## Sorular ve Görevler
• a. Alıntıda "Soytarılığı sevmem" ile başlayan bölümde "adam gibi" ifadesiyle birlikte sayılan eylemlerin tamamını sıralayınız.
• b. Alıntıdaki "Çağrışım demişken" sözleriyle açılan paragrafı, temel bilgilerini koruyarak madde listesi biçiminde kısaltınız.
• c. Amel, gaye ve kazanma-kaybetme üzerine kurulu alıntıyı son cümlesinin ardından sürdürünüz.

Soytarılığı sevmem, ciddiyet adamlığın işaretidir. Adam olacağız, adam gibi
yaşayacağız, adam gibi konuşacağız, adam gibi sorup, adam gibi cevap vereceğiz.
Şuna sahibim demeyeceksiniz, sahip olduğunuzu taşıyabiliyor musunuz onu
bileceksiniz. Bunu bilmiyorsanız hem
düşersiniz, hem de düşürürsünüz. Yüzünüze tükürülür!’’’’
Bendeniz
‘’’’Çağrışım demişken, sadece bir hüccet vereyim; bir
kişiyi kazanmanın ne demek olduğunu biliyor musunuz? Şimdi bu da çağrışım
oluşturmamıştır Allah bilir zihninizde! Yav siz niye yaşıyorsunuz o zaman? Siz
ne okuyorsunuz, nasıl okuyorsunuz, neden okuyorsunuz o zaman? Ya da
okumuyorsunuz. Belki de okuduğunuzu anlamıyorsunuz. Sahi bu hayatta niye
varsınız? Yemek, içmek, gezmek, eğlenmek için mi? Elbette bunları da
yapacaksınız ama bir şeyi adam gibi yapmak diye bir şeyde vardır. O zaman
açıkça beyan edin niyetinizi. Üst niyetlerden bahsetmeyin ve riyakârlık
yapmayın. Zira çok gülünç oluyorsunuz derim o halde. Kaybetmekse niyetiniz,
bari kirletmeyin kirletilmemesi gereken temiz şeyleri ve kirliliğe mahkûm
etmeyin temiz şeylerle temizlenmek niyetinde olanları ya da buna muhtaç
olanları!’’’’
Bendeniz
‘’’’Amellerin-eylemlerin var öyle mi? Peki hangi gönüle
girmeyi başardın onlarla? Kaç kişiyi kazandın, kaç kişiyi kaybettin? Yoksa bir
gayen yok mu onlarla ilgili? Kaybetmek gayen olmasa gerek, zaten öyle bir şeyi
düşünmek bile aptallık olur. Çünkü hiçbir kimse güzel bir sonuç beklemeden
eylem yapmaz. Bir gayen yoksa da zincirleme bir boşluk olduğu ortaya çıkar.

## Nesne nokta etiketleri
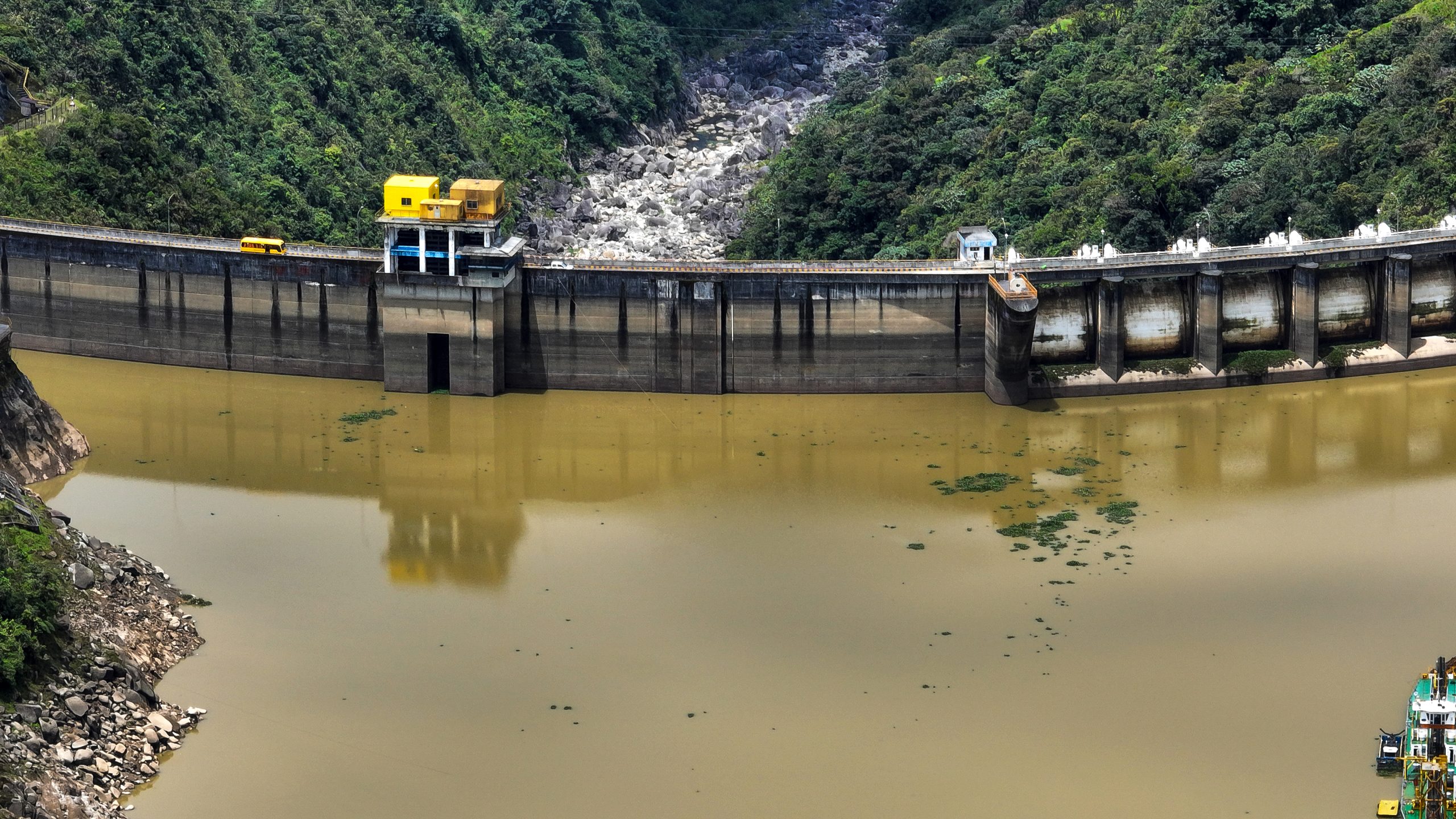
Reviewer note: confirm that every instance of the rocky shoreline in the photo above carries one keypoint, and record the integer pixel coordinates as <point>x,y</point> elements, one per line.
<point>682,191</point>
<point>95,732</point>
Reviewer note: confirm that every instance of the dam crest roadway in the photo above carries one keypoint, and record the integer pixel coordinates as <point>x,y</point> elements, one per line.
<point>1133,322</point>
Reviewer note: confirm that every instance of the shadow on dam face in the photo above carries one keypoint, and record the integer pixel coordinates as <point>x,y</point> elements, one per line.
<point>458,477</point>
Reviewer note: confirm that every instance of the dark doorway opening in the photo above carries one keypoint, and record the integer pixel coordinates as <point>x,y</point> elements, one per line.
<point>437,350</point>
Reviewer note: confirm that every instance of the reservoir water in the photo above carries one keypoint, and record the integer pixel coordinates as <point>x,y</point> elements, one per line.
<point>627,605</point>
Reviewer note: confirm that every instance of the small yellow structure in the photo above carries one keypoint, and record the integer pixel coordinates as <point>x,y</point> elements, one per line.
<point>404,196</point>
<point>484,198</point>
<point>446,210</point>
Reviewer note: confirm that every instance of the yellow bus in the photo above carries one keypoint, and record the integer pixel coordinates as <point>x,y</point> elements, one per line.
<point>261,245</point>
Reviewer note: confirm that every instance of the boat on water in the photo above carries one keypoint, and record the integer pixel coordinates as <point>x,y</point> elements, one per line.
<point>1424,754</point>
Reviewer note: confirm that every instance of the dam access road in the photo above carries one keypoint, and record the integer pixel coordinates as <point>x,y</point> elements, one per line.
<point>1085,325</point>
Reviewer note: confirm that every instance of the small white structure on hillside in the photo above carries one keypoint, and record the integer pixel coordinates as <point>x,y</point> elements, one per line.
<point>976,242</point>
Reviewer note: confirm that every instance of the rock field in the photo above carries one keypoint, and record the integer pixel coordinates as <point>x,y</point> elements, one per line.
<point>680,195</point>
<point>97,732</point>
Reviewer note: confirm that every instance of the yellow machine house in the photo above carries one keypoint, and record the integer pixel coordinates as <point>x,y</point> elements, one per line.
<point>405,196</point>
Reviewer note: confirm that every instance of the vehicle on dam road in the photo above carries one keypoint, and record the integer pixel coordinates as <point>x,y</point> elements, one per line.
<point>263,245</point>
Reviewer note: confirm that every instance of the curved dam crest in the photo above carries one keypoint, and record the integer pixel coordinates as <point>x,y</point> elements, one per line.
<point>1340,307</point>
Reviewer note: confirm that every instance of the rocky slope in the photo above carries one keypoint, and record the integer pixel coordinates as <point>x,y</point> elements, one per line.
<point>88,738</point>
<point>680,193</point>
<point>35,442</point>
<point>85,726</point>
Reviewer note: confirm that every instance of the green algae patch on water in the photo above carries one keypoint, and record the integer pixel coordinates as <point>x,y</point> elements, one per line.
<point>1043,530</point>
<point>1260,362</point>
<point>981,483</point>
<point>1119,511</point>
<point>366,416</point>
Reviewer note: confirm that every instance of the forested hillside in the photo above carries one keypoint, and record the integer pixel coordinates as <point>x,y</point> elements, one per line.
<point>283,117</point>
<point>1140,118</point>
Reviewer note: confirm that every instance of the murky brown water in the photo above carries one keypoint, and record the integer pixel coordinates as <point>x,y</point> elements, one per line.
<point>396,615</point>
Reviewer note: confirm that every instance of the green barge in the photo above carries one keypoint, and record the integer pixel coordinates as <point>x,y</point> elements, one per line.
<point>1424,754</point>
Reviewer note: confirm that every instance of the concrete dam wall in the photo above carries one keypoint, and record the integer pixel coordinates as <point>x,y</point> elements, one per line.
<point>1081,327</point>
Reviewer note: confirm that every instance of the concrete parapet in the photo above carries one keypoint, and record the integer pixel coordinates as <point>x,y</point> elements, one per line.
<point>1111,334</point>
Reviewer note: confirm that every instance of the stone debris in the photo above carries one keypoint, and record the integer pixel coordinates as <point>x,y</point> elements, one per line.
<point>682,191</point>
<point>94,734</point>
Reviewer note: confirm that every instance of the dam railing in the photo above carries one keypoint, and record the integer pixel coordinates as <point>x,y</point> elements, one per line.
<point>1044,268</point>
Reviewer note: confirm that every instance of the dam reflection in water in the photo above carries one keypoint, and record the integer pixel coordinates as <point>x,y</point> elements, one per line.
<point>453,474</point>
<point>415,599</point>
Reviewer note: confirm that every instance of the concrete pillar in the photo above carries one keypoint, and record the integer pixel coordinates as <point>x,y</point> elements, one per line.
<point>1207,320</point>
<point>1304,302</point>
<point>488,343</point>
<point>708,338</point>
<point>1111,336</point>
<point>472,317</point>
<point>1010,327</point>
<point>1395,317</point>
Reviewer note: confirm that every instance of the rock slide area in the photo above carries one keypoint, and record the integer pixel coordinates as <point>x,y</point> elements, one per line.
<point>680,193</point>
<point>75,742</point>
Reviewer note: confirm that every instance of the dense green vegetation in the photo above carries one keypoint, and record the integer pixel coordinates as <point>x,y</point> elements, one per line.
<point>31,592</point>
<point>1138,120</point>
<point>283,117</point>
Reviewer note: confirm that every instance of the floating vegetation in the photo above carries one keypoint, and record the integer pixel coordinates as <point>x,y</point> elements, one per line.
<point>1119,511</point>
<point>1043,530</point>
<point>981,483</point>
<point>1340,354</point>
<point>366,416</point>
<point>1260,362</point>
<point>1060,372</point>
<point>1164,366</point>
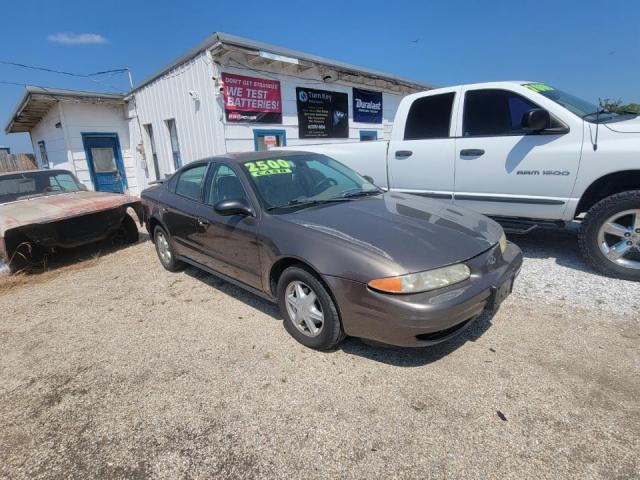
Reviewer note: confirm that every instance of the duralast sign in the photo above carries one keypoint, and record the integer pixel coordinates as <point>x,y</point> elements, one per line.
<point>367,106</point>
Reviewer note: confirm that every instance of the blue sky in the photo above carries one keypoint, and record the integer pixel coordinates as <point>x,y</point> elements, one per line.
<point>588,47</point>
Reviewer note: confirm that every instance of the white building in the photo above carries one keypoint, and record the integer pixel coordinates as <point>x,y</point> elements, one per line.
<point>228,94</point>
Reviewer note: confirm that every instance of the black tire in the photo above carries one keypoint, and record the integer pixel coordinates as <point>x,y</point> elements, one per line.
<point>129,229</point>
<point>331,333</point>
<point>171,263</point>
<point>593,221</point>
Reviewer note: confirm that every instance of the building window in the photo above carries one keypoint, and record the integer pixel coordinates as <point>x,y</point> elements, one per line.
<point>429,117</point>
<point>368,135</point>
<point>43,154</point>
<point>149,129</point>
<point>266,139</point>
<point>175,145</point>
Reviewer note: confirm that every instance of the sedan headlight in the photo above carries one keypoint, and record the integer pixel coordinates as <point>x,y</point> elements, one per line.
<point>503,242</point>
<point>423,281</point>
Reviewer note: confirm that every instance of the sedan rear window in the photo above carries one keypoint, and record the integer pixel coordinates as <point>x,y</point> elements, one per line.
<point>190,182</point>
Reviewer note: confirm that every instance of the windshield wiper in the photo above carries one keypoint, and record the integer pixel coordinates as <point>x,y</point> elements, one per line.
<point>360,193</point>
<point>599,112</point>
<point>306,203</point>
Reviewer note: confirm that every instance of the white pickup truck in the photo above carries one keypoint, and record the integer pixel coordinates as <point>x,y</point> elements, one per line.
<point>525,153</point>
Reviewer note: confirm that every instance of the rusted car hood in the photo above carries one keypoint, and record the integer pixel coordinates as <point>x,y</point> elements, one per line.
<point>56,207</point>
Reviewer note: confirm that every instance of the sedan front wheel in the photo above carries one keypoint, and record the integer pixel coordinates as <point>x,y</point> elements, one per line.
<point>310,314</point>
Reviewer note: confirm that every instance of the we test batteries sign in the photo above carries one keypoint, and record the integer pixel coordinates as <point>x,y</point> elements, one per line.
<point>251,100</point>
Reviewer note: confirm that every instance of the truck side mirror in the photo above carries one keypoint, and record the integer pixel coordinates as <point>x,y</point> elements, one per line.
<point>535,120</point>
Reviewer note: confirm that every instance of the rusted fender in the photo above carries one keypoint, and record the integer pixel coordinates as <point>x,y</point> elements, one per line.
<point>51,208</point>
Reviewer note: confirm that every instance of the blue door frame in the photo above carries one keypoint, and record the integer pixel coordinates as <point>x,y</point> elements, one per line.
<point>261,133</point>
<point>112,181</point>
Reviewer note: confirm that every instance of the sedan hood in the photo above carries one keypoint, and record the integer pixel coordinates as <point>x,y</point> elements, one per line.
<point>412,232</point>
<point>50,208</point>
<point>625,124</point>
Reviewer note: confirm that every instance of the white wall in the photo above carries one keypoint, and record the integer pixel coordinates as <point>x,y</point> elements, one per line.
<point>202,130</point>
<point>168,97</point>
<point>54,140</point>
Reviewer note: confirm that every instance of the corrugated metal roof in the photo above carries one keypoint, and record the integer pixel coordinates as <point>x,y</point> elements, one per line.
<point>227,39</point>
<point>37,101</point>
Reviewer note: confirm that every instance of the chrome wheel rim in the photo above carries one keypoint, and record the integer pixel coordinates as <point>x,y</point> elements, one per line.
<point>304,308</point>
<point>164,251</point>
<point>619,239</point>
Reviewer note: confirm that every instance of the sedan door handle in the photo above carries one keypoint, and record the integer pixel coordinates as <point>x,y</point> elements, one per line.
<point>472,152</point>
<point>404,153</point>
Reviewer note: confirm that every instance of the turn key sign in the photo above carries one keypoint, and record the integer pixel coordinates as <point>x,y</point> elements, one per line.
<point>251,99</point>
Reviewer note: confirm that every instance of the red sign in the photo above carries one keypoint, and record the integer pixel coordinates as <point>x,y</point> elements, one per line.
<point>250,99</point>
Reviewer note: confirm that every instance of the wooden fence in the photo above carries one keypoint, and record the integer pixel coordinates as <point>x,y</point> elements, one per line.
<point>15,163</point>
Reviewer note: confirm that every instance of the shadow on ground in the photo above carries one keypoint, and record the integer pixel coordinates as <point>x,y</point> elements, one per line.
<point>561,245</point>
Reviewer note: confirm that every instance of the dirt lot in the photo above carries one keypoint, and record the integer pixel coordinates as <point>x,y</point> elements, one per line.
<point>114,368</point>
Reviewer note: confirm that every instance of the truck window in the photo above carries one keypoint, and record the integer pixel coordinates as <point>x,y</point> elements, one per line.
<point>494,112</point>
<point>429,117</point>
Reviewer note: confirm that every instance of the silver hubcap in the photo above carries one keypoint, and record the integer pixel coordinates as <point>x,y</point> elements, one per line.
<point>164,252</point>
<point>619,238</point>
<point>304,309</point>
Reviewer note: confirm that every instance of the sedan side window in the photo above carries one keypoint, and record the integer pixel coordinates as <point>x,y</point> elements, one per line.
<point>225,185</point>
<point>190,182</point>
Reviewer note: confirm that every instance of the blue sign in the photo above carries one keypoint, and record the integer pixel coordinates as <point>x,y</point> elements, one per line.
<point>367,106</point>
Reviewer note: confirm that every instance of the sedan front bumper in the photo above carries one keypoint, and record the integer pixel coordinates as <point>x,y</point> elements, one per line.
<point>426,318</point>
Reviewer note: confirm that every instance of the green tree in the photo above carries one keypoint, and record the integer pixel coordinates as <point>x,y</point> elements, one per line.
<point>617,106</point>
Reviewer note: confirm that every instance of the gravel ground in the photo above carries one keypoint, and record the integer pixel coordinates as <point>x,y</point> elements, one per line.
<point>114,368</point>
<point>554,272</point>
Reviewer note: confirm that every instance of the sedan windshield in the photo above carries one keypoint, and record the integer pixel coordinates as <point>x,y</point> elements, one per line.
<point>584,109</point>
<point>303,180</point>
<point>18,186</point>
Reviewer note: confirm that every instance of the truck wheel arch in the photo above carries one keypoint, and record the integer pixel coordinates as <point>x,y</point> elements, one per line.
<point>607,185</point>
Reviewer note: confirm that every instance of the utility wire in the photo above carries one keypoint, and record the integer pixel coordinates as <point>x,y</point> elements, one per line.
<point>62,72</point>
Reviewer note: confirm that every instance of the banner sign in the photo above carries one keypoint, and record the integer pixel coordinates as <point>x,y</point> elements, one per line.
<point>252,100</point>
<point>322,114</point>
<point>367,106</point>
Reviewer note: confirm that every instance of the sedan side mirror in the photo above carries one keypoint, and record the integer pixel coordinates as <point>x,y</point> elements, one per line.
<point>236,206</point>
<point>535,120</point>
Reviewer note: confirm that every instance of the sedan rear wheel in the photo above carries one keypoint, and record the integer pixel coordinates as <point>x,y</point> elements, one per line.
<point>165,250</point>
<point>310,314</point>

## Görev Sonuçları
• a.
- yaşayacağız
- konuşacağız
- sorup
- cevap vereceğiz

• b.
- Bir kişiyi kazanmanın ne anlama geldiği sorulur ve bunun zihinde bir çağrışım uyandırmamış olabileceği belirtilir.
- Okuyucuya neden yaşadığı, neyi, nasıl ve niçin okuduğu sorulur. Belki hiç okumadığı ya da okuduğunu anlamadığı ileri sürülür.
- Yemek, içmek, gezmek ve eğlenmek de yapılacaktır, ancak bir şeyi adam gibi yapmak diye bir şey de vardır.
- Niyetin açıkça beyan edilmesi, üst niyetlerden söz edilmemesi ve riyakârlık yapılmaması istenir. Aksi durum gülünç bulunur.
- Niyet kaybetmekse bile temiz şeylerin kirletilmemesi istenir. Temiz şeylerle temizlenmek isteyenlerin ya da buna muhtaç olanların kirliliğe mahkûm edilmemesi de istenir.

• c.
Sonuç beklemiyorsan niye eylem yaparsın, eylem yapmıyorsan insanları niçin
çağırırsın? Peki, çağırdığın insanlara ne diyeceksin? Dediklerini nasıl ispat
edeceksin? Bunları yapmayacaksan da zaten insanların arasına karışmana lüzum
yoktur. Bana şunu yapıyorum, bunu yapıyorum, böyle yapıyorum demeyeceksin,
yaptığın şey bir sonuç veriyor mu onu göstereceksin. Bir eylem yap ama o eylem
orada dursun ve ne kadar melanet varsa yapmaktan çekinme. Ne alaka şimdi?
Yaptığın eylem seni güzel şeylere yönlendirmiyorsa niye yaparsın o eylemi? Ben
eylemine bakmam ki, eylemin seni neye yönlendiriyor ona bakarım. Güzel bir
eylem yap ama her türlü kötülüğü yapmaktan korkma. Eylemin batsın emi! Teori ve
pratik insicam içerisinde olmalı, bilakis hiç ama hiçbir anlam ifade etmez.
Bana kimliğini söyleme, o kimliği nasıl gösteriyorsun onu söyle. Yani konuşma,
uygula! Çünkü bir gönlü kazanman için, o gönüle bir şeyler anlatman değil,
kimliğini beyan etmen değil, anlatacaklarını ve sahip olduğun kimliğini nasıl
uyguladığın lazımdır.’’’’
Bendeniz
"""İnsan neden acı çeker? Her şeyi görüp
hissettiği için mi? Görmese, hissetmese acıları diner mi? Dinermiş gibi
geliyor. Ne garip paradoks! Görmese, hissetmese haz alamaz ama haz alıyorsa da,
bu hazzın bir bedeli oluyor; acı! Ya da gördüğü, hissettiği bir şeyi arzuluyor,
istiyor ve ulaşamayınca da acı duyuyor. Demek ki haz ve istemek acı doğuruyor.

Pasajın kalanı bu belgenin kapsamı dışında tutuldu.